DIRECTIVE: Exactly reproduce the line containing "man wearing sunglasses" together with every line after it, through the end of the entries, and give nothing more.

Records from a collection
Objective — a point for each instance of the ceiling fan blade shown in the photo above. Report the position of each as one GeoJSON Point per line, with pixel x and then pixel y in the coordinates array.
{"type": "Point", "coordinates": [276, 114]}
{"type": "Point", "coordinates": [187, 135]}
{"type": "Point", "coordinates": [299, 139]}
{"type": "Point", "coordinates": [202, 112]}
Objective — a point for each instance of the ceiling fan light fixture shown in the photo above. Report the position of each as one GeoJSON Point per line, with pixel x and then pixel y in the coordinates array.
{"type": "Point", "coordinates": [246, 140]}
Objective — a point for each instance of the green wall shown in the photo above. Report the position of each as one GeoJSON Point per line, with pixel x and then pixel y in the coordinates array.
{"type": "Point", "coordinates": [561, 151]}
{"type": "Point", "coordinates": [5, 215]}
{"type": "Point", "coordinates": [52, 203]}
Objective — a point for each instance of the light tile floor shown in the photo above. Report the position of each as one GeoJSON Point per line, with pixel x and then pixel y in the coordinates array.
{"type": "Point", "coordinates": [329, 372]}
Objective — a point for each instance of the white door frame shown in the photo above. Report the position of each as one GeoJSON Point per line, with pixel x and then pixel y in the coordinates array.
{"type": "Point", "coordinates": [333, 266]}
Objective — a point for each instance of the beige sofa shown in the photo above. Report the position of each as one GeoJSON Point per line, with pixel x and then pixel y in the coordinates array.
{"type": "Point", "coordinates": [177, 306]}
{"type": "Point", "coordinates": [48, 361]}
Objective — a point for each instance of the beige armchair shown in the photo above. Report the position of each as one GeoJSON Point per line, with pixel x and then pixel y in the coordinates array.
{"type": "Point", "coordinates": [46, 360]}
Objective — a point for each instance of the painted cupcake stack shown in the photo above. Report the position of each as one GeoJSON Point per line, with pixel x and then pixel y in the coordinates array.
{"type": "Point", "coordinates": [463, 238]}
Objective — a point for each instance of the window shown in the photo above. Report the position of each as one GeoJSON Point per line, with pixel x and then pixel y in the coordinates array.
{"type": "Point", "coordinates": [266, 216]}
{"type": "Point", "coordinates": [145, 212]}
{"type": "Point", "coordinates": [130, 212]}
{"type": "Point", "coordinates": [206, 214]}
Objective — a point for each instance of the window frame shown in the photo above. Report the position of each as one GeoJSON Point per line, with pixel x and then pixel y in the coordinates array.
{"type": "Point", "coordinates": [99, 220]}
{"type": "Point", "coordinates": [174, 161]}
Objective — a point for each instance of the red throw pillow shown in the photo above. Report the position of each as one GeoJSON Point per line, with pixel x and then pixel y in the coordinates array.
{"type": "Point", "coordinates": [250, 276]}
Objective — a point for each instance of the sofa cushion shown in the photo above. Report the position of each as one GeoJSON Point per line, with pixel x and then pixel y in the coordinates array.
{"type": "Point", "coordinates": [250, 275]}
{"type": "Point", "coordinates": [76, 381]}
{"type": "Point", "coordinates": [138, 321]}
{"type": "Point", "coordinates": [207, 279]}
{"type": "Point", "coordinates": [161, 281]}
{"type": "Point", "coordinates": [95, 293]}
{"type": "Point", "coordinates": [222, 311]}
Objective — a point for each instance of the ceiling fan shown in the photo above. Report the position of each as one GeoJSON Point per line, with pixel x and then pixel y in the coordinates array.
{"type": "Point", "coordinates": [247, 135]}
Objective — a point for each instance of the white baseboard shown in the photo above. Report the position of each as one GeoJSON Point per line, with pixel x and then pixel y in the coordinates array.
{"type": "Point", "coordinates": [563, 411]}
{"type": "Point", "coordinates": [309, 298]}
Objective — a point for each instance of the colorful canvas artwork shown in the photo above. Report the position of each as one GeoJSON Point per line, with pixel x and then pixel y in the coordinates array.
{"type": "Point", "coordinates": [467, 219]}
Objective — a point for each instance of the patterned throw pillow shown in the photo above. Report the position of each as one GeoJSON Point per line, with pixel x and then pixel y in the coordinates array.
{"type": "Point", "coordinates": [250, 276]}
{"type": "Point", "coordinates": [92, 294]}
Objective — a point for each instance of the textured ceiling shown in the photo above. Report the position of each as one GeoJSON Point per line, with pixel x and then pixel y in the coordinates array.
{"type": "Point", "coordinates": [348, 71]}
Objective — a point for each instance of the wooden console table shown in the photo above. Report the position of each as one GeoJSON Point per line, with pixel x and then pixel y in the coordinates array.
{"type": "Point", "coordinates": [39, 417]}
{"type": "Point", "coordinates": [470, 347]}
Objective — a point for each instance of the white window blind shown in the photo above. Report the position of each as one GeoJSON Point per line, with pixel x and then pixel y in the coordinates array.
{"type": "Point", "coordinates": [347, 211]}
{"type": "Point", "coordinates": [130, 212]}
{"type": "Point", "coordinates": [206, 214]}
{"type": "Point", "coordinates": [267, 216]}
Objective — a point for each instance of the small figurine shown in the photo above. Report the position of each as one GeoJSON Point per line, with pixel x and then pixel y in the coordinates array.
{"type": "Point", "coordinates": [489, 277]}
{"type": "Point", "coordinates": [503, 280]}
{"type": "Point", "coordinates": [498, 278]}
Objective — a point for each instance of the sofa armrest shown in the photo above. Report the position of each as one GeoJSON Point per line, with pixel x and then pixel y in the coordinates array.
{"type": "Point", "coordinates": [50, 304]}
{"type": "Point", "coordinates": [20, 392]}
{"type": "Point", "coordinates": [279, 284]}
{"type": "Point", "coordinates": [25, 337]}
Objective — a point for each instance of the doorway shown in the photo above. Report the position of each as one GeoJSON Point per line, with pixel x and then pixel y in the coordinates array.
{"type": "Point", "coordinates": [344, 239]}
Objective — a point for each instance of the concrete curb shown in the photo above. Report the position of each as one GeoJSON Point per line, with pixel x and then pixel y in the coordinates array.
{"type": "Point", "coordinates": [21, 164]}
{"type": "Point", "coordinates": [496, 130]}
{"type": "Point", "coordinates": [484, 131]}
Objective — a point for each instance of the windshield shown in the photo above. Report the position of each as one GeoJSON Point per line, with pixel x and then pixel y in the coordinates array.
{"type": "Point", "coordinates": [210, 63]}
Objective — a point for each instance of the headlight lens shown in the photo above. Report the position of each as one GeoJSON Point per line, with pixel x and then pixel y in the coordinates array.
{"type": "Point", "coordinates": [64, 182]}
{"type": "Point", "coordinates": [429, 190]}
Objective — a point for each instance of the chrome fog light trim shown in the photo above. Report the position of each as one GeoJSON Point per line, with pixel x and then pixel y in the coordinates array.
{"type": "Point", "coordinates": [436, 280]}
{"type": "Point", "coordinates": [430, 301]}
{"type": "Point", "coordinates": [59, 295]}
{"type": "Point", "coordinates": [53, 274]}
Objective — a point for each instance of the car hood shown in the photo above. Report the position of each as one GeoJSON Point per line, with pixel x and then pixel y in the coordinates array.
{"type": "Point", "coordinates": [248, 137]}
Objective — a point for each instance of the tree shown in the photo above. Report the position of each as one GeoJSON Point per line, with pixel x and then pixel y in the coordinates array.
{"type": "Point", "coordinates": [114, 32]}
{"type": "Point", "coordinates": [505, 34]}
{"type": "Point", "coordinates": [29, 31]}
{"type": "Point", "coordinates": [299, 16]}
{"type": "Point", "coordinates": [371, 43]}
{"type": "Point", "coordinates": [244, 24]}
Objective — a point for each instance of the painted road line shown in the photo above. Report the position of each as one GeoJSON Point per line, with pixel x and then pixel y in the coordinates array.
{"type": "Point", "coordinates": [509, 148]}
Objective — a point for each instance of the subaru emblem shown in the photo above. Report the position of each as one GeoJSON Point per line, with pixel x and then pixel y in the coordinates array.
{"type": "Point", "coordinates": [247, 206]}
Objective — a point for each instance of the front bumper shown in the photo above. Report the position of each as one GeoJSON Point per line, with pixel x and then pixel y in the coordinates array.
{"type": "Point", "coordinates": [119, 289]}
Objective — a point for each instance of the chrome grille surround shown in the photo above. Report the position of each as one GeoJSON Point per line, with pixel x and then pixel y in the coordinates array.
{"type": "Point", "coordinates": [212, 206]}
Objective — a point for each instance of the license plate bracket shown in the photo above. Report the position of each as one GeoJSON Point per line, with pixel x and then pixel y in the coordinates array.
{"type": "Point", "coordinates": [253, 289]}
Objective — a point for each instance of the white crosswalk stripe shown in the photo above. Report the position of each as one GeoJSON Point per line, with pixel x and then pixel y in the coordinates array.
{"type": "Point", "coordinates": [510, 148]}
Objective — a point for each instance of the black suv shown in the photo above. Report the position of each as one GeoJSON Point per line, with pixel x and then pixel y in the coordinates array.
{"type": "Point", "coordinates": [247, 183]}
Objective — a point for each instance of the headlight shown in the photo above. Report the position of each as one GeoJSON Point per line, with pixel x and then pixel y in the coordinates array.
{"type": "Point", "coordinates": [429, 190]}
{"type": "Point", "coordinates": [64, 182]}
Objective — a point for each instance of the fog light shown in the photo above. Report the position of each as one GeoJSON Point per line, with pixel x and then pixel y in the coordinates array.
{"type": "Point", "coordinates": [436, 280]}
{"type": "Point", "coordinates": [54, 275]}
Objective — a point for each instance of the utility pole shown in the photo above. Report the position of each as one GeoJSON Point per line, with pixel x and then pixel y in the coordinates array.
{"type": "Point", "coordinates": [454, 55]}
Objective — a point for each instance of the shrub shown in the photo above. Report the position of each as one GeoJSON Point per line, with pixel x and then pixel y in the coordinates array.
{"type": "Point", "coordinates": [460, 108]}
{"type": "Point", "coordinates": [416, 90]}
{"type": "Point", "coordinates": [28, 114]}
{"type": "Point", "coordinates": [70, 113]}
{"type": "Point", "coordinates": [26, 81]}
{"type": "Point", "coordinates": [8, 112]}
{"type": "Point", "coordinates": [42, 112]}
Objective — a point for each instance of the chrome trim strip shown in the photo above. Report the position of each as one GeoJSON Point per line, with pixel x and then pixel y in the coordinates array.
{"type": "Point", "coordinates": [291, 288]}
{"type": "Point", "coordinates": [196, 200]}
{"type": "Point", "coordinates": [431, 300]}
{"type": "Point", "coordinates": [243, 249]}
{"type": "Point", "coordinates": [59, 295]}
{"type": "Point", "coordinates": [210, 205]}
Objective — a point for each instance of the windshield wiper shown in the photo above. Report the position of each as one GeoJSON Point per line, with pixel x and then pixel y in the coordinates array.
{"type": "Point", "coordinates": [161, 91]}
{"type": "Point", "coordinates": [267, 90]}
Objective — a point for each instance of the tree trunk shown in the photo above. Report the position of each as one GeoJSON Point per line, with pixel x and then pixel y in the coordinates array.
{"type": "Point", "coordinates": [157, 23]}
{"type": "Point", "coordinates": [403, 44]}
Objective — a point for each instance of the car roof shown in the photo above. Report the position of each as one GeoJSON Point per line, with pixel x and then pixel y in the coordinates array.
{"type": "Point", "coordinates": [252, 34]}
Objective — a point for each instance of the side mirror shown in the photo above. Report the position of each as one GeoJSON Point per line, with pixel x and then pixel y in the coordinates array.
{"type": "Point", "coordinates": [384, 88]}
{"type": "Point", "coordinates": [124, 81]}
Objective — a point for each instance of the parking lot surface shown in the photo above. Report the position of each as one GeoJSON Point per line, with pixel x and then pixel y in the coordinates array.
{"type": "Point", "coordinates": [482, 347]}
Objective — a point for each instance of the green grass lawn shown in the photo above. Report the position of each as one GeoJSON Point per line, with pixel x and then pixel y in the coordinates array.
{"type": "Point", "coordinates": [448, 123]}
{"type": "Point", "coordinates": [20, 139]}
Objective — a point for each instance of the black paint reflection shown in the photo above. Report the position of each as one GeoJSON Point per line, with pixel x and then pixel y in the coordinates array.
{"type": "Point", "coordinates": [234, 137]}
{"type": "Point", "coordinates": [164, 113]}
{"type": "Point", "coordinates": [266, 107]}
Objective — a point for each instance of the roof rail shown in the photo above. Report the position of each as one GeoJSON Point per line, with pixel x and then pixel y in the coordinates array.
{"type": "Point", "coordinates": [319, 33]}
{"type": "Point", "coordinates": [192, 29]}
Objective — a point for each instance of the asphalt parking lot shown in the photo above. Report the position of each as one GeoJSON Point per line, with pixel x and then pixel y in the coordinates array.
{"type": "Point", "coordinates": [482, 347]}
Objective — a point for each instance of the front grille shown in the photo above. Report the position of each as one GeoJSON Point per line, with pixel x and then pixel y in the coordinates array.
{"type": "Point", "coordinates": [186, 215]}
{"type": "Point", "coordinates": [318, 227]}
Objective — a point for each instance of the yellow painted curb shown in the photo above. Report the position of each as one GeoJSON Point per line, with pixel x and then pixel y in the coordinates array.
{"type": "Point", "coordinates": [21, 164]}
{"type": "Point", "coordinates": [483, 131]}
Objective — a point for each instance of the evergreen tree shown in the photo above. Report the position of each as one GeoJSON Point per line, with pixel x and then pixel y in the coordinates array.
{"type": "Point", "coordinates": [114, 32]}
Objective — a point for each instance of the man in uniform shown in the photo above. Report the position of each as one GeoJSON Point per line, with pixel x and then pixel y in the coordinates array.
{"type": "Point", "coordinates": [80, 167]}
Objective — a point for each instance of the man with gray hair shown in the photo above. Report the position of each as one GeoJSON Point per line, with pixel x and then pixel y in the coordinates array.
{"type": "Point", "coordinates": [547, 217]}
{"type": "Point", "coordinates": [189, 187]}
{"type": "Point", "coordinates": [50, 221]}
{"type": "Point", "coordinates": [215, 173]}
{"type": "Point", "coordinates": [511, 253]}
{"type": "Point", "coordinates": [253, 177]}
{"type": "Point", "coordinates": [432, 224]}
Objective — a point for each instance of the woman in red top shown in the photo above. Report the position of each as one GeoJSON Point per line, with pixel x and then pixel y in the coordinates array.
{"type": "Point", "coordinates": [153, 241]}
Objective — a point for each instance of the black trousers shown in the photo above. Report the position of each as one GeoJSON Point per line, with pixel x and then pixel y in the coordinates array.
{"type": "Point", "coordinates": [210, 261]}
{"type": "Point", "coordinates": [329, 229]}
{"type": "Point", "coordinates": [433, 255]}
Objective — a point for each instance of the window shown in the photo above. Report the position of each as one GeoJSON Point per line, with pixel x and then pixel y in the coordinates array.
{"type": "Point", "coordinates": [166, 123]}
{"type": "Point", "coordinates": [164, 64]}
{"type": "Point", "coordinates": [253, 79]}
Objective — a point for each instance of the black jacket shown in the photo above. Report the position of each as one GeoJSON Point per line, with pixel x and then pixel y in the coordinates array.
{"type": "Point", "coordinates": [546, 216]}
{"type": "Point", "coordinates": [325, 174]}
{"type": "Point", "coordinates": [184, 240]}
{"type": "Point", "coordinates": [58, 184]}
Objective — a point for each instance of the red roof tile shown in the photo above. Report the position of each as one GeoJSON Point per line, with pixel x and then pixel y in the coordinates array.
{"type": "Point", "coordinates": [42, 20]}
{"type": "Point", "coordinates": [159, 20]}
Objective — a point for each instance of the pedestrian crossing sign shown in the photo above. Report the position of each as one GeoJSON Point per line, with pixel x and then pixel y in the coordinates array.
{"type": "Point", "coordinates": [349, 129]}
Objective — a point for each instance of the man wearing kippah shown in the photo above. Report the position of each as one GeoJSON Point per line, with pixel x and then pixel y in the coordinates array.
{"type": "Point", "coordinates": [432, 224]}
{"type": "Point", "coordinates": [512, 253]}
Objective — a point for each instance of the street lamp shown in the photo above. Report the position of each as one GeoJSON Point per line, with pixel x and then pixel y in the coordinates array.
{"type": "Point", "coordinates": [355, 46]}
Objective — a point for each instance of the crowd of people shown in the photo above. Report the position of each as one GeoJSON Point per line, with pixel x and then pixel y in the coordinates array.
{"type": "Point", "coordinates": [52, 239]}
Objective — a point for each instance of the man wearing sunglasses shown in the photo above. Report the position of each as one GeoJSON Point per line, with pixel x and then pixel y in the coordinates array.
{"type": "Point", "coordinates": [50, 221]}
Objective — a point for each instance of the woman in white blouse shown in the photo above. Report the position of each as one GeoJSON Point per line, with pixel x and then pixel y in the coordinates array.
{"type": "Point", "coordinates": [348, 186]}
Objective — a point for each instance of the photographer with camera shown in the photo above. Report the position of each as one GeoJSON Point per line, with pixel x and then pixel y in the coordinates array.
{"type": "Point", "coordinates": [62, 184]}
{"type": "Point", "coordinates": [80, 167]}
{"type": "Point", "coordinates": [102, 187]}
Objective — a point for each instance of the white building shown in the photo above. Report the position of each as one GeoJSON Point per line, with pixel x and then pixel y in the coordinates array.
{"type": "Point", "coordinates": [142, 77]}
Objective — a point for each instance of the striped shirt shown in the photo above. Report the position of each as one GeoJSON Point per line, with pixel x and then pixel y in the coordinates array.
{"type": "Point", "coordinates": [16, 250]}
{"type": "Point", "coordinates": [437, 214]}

EXPECTED ANSWER:
Objective — a point for each instance of the man wearing sunglasses shown in the photo above. Report the position of each as one GeoJSON Point per line, with pixel x and then pixel y in the coordinates array.
{"type": "Point", "coordinates": [50, 221]}
Objective — a point for each instance of the woman in white blouse shown in the photo above. Report the position of each as one GeoJSON Point per line, with pixel x and then pixel y in the coordinates array.
{"type": "Point", "coordinates": [348, 186]}
Objective — a point for each instance of the photographer with camera shown in the photo above. Report the position of each as one GeoJSON Point per line, with pixel x and then pixel y in the coordinates array.
{"type": "Point", "coordinates": [62, 184]}
{"type": "Point", "coordinates": [80, 167]}
{"type": "Point", "coordinates": [102, 187]}
Objective — a point for each instance of the white building shown in the photo above. Report the position of each as one GeoJSON Point per line, with pixel x and then pixel y in the coordinates array.
{"type": "Point", "coordinates": [142, 77]}
Objective — a point for each instance of the striped shirt shown in the photo above. Report the position of each as one GeoJSON Point per line, with pixel x and then pixel y in the coordinates array.
{"type": "Point", "coordinates": [16, 250]}
{"type": "Point", "coordinates": [437, 214]}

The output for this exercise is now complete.